-- begin RECORDED INFORMATION --
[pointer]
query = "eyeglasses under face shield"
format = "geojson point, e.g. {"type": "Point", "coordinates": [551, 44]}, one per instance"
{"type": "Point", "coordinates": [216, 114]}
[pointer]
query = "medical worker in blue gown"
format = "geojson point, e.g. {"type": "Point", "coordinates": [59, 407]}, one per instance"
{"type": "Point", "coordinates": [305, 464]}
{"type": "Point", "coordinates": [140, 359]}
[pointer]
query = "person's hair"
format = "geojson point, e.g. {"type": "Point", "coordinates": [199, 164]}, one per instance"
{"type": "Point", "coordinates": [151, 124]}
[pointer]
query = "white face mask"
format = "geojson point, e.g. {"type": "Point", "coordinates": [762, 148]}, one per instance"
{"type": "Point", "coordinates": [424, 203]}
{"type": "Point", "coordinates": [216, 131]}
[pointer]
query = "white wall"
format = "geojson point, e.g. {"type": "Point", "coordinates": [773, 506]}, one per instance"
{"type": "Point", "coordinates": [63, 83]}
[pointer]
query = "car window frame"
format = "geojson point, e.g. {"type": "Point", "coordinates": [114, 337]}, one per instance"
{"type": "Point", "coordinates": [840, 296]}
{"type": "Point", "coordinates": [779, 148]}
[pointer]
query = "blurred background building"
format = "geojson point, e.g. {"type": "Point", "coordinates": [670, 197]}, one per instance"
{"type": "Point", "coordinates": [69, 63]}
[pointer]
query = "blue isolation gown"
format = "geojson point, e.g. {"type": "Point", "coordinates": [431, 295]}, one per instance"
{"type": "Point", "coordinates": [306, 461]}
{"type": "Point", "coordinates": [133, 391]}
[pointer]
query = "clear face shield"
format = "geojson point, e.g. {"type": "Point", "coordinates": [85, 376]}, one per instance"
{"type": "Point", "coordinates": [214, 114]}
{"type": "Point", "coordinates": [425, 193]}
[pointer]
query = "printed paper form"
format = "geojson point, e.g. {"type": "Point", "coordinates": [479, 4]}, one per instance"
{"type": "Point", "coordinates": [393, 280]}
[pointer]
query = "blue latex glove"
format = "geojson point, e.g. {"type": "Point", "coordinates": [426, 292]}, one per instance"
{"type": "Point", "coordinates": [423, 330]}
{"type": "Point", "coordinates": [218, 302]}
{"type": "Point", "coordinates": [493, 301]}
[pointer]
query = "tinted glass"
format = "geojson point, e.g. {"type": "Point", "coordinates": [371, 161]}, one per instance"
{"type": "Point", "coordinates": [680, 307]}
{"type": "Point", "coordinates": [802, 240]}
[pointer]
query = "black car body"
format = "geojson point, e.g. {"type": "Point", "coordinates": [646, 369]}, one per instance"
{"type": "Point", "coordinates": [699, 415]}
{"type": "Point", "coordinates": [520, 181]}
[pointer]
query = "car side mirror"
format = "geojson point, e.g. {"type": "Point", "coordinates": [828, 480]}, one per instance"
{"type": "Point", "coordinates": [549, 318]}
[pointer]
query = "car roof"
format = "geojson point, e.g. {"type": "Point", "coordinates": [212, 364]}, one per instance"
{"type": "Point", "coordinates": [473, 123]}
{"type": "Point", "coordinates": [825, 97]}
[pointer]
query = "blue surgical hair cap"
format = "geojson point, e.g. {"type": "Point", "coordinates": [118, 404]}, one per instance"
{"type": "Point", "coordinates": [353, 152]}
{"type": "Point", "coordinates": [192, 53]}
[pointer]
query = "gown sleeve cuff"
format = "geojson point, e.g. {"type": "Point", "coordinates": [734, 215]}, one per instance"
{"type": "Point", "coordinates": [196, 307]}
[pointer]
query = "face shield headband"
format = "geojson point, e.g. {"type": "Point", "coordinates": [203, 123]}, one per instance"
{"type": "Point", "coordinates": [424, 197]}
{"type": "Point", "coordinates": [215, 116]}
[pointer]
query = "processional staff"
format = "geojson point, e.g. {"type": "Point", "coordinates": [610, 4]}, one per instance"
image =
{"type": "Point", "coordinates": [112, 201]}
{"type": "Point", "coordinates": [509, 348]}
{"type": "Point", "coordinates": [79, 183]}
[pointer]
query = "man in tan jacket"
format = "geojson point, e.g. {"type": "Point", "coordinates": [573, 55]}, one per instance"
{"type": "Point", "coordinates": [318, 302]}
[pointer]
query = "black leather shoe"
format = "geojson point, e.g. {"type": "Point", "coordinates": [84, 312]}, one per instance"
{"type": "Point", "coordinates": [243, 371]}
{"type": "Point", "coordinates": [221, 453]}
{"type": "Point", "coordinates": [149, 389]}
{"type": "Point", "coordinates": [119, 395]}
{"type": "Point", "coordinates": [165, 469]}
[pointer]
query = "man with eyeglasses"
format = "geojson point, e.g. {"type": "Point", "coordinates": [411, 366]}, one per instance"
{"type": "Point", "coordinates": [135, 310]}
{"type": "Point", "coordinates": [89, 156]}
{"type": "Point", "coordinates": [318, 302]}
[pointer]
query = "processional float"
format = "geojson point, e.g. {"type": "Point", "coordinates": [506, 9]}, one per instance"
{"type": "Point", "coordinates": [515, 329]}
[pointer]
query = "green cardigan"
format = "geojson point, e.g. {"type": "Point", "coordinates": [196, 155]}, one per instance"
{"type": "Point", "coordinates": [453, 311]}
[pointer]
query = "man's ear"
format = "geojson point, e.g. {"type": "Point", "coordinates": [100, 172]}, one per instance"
-- end RECORDED INFORMATION --
__REQUIRED TASK__. Reproduce each record shown above without altering a single word.

__TASK SOLUTION__.
[pointer]
query = "eyeglasses under face shield"
format = "geojson point, e.g. {"type": "Point", "coordinates": [551, 44]}, one per instance"
{"type": "Point", "coordinates": [216, 114]}
[pointer]
query = "medical worker in blue gown"
format = "geojson point, e.g. {"type": "Point", "coordinates": [59, 407]}, one per instance"
{"type": "Point", "coordinates": [305, 464]}
{"type": "Point", "coordinates": [140, 359]}
[pointer]
query = "person's hair"
format = "geojson point, e.g. {"type": "Point", "coordinates": [199, 164]}, one per instance"
{"type": "Point", "coordinates": [151, 124]}
[pointer]
query = "white face mask"
format = "geojson point, e.g. {"type": "Point", "coordinates": [762, 148]}, one per instance"
{"type": "Point", "coordinates": [424, 203]}
{"type": "Point", "coordinates": [216, 131]}
[pointer]
query = "white wall"
format = "geojson point, e.g. {"type": "Point", "coordinates": [773, 506]}, one per instance"
{"type": "Point", "coordinates": [63, 83]}
[pointer]
query = "car window frame"
format = "geojson point, e.g. {"type": "Point", "coordinates": [114, 337]}, one per instance"
{"type": "Point", "coordinates": [840, 296]}
{"type": "Point", "coordinates": [779, 148]}
[pointer]
query = "blurred background building"
format = "geojson point, e.g. {"type": "Point", "coordinates": [670, 197]}, one per instance"
{"type": "Point", "coordinates": [69, 63]}
[pointer]
query = "blue isolation gown"
format = "geojson point, e.g. {"type": "Point", "coordinates": [431, 295]}, one per instance"
{"type": "Point", "coordinates": [306, 461]}
{"type": "Point", "coordinates": [133, 391]}
[pointer]
query = "clear face shield"
format = "geojson point, e.g. {"type": "Point", "coordinates": [85, 376]}, one per instance"
{"type": "Point", "coordinates": [214, 114]}
{"type": "Point", "coordinates": [425, 193]}
[pointer]
query = "printed paper form"
format = "geojson point, e.g. {"type": "Point", "coordinates": [479, 4]}, one per instance"
{"type": "Point", "coordinates": [393, 280]}
[pointer]
query = "blue latex glove"
format = "geojson point, e.g. {"type": "Point", "coordinates": [426, 292]}, one per instance"
{"type": "Point", "coordinates": [423, 330]}
{"type": "Point", "coordinates": [218, 302]}
{"type": "Point", "coordinates": [493, 301]}
[pointer]
query = "tinted glass"
format = "geojson point, e.g. {"type": "Point", "coordinates": [371, 161]}, one per instance"
{"type": "Point", "coordinates": [680, 307]}
{"type": "Point", "coordinates": [802, 240]}
[pointer]
query = "black car body"
format = "geojson point, e.g. {"type": "Point", "coordinates": [646, 369]}, one per instance"
{"type": "Point", "coordinates": [699, 415]}
{"type": "Point", "coordinates": [520, 181]}
[pointer]
query = "car side mirror"
format = "geojson point, e.g. {"type": "Point", "coordinates": [828, 480]}, one per instance"
{"type": "Point", "coordinates": [549, 318]}
[pointer]
query = "car roof"
format = "geojson point, e.g. {"type": "Point", "coordinates": [212, 364]}, one per instance"
{"type": "Point", "coordinates": [473, 123]}
{"type": "Point", "coordinates": [825, 97]}
[pointer]
query = "blue surgical hair cap"
format = "geojson point, e.g. {"type": "Point", "coordinates": [118, 404]}, one per instance"
{"type": "Point", "coordinates": [353, 152]}
{"type": "Point", "coordinates": [192, 53]}
[pointer]
query = "gown sleeve cuff"
format = "geojson point, e.g. {"type": "Point", "coordinates": [734, 215]}, one per instance"
{"type": "Point", "coordinates": [196, 307]}
[pointer]
query = "face shield headband"
format = "geojson point, e.g. {"type": "Point", "coordinates": [203, 123]}, one per instance"
{"type": "Point", "coordinates": [424, 197]}
{"type": "Point", "coordinates": [215, 116]}
[pointer]
query = "processional staff"
format = "geojson point, e.g. {"type": "Point", "coordinates": [610, 4]}, one per instance"
image =
{"type": "Point", "coordinates": [112, 201]}
{"type": "Point", "coordinates": [509, 348]}
{"type": "Point", "coordinates": [79, 183]}
[pointer]
query = "man in tan jacket"
format = "geojson point, e.g. {"type": "Point", "coordinates": [573, 55]}, one per instance"
{"type": "Point", "coordinates": [318, 302]}
[pointer]
query = "black leather shoe"
format = "geojson point, e.g. {"type": "Point", "coordinates": [84, 312]}, one per instance"
{"type": "Point", "coordinates": [243, 371]}
{"type": "Point", "coordinates": [221, 453]}
{"type": "Point", "coordinates": [149, 389]}
{"type": "Point", "coordinates": [119, 395]}
{"type": "Point", "coordinates": [165, 469]}
[pointer]
query = "man with eyeglasses"
format = "geojson point, e.g. {"type": "Point", "coordinates": [411, 366]}, one per instance"
{"type": "Point", "coordinates": [135, 310]}
{"type": "Point", "coordinates": [89, 156]}
{"type": "Point", "coordinates": [318, 302]}
[pointer]
query = "processional float"
format = "geojson point, e.g. {"type": "Point", "coordinates": [506, 9]}, one per instance"
{"type": "Point", "coordinates": [515, 329]}
[pointer]
query = "green cardigan"
format = "geojson point, e.g. {"type": "Point", "coordinates": [196, 155]}, one per instance"
{"type": "Point", "coordinates": [453, 311]}
[pointer]
query = "man's ear"
format = "geojson point, e.g. {"type": "Point", "coordinates": [100, 172]}, one per instance"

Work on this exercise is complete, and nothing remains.